本教程使用CWMT数据集中的中文英文的数据作为训练语料,
CWMT数据集在900万+,质量较高,非常适合来训练Transformer机器翻译。
中文需要Jieba+BPE,英文需要BPE

BPE(Byte Pair Encoding)

BPE优势:

  • 压缩词表;
  • 一定程度上缓解OOV(out of vocabulary)问题

图3:learn BPE


图4:Apply BPE


图5:Jieba+BPE
# 数据预处理过程,包括jieba分词、bpe分词和词表。
!bash preprocess.sh
jieba tokenize...
Building prefix dict from the default dictionary ...
Loading model from cache /tmp/jieba.cache
Loading model cost 0.705 seconds.
Prefix dict has been built successfully.
source learn-bpe and apply-bpe...
no pair has frequency >= 2. Stopping
target learn-bpe and apply-bpe...
no pair has frequency >= 2. Stopping
source get-vocab. if loading pretrained model, use its vocab.
target get-vocab. if loading pretrained model, use its vocab.
Over.
# 下载预训练模型
!bash get_data_and_model.sh
Over.

2. 构造Dataloader

下面的create_data_loader函数用于创建训练集、验证集所需要的DataLoader对象,
create_infer_loader函数用于创建预测集所需要的DataLoader对象,
DataLoader对象用于产生一个个batch的数据。下面对函数中调用的paddlenlp内置函数作简单说明:

  • paddlenlp.data.Vocab.load_vocabulary:Vocab词表类,集合了一系列文本token与ids之间映射的一系列方法,支持从文件、字典、json等一系方式构建词表
  • paddlenlp.datasets.load_dataset:从本地文件创建数据集时,推荐根据本地数据集的格式给出读取function并传入 load_dataset() 中创建数据集
  • paddlenlp.data.Pad:padding 操作
    具体可参考PaddleNLP的文档

图6:构造Dataloader的流程

图7:Dataloader细节
# 自定义读取本地数据的方法
def read(src_path, tgt_path, is_predict=False):
    if is_predict:
        with open(src_path, 'r', encoding='utf8') as src_f:
            for src_line in src_f.readlines():
                src_line = src_line.strip()
                if not src_line:
                    continue
                yield {'src':src_line, 'tgt':''}
    else:
        with open(src_path, 'r', encoding='utf8') as src_f, open(tgt_path, 'r', encoding='utf8') as tgt_f:
            for src_line, tgt_line in zip(src_f.readlines(), tgt_f.readlines()):
                src_line = src_line.strip()
----
练习:
请判断下列三个说法是否与上面的文本节选相符,每项回答"是"或"否",并一字不差地引用文中起决定作用的原话。
(a) 中文语料需要先经过Jieba处理,再做BPE。
(b) create_infer_loader函数用于创建训练集所需要的DataLoader对象。
(c) 教程所用的CWMT数据集不足900万。

存储数据:
----
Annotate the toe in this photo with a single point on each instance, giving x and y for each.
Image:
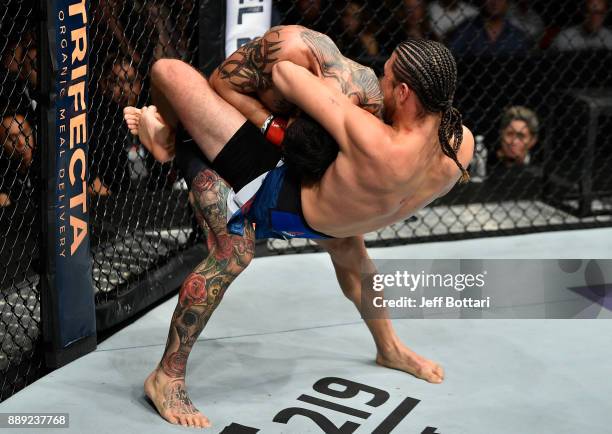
(173, 419)
(182, 420)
----
本题解答:
(a) 是。"中文需要Jieba+BPE,英文需要BPE"
(b) 否。"create_infer_loader函数用于创建预测集所需要的DataLoader对象"
(c) 否。"CWMT数据集在900万+"